Task statement:
Answer these questions from the passage on quantum cascade lasers, one per line:
(a) What has a primary impact on QCL operation?
(b) What wavelength range is given for the long-wave infrared?
(c) In which band of a coupled quantum-well structure do the quantum-confined energy states lie?

Exercise passage:
MOVPE Growth of LWIR AlInAs/GaInAs/InP Quantum Cascade Lasers: Impact of Growth and Material Quality on Laser Performance

The quality of epitaxial layers in quantum cascade lasers (QCLs) has a primary impact on QCL operation, and establishing correlations between epitaxial growth and materials properties is of critical importance for continuing improvements in QCL performance.

Massachusetts Institute of Technology, Lexington, Massachusetts

Quantum cascade lasers (QCLs) are compact coherent optical sources that emit over a wide wavelength range in the mid- to long-infrared (3-25 μm) as well as into part of the terahertz spectrum. With recent developments of AlInAs/GaInAs/InP QCLs exhibiting watt-class output power levels at room temperature in the mid-wave infrared (MWIR, 3-7 μm) and long-wave infrared (LWIR, 8-12 μm) regions, QCLs have become increasingly attractive for numerous technological applications including infrared countermeasures, free-space communications, and chemical and biological sensing.

As interest in QCLs continues to grow, so does the desire to improve performance and understand factors that may ultimately limit these unique and complex devices. QCLs are unipolar devices based on tunneling and intersubband transitions between quantum-confined energy states in the conduction band of a coupled quantum-well structure. These structures are designed using band structure engineering to optimize optical transitions and electron transport for laser characteristics such as wavelength, threshold, power, efficiency, and high-temperature operation.

Dataset content:
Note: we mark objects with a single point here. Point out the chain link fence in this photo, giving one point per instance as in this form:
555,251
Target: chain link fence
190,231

Response:
(a) The quality of epitaxial layers
(b) 8-12 μm
(c) The conduction band